2017-05-23 Thread Volodymyr Litovka

Hi colleagues,

are there ways to control guest VMs which reside in isolated network?

In general, there two methods are available:

1. use Heat's SoftwareDeployment method
2. use Qemu Guest Agent

First method requires accessibility of Keystone/Heat (os-collect-agent 
authorizes on Keystone, receives endpoints list and use public Heat's 
endpoint to deploy changes), but, since network is isolated, these 
addresses are inaccessible. It can work if Neutron can provide proxying 
like it do for Metadata server, but I didn't find this kind of 
functionality neither in Neutron's documentation nor in other sources. 
And I don't want to apply another NIC to VM for access to Keystone/Heat, 
since it violates customer's rules (this is, by design, isolated network 
with just VPN connection to premises). So the first question is - 
*whether Neutron can proxy requests to Keystone/Heat like it do this for 
Metadata*?

(Entries from a dataset)
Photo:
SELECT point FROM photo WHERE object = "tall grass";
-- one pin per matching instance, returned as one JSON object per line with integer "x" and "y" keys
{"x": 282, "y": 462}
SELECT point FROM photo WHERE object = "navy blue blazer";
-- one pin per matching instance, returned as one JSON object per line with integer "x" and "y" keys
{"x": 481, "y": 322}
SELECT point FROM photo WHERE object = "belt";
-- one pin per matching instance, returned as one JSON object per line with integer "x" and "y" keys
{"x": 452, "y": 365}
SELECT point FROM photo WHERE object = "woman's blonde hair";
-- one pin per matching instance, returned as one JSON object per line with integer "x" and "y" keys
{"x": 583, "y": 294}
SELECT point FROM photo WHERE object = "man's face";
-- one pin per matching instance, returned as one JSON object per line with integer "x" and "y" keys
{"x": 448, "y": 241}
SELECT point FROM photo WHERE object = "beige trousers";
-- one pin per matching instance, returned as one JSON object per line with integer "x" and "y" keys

TASK LIST
- a) From the post about controlling guest VMs in an isolated network, list every software component or service it mentions by name, counting each only once.
- b) Extend the post about controlling guest VMs in an isolated network, picking up right after its first question.
The items are separate material and have no connection to the post.

TASK RESPONSES
- a) Heat, Keystone, Neutron, Qemu Guest Agent, os-collect-agent, Metadata server

- b)
Second method (using qemu guest agent) gives some control of VM, but, 
again, I wasn't be able to find how this can achieved using Nova. There 
are some mentions about this functionality but no details and examples. 
So, the second question - *whether Nova supports qemu guest agent and 
allows to use available calls of QEMU-ga protocol, including 
'guest-exec**'*?


And, may be, there are another methods or ways to use mentioned above 
methods to bypass isolation while keeping it?


Thank you!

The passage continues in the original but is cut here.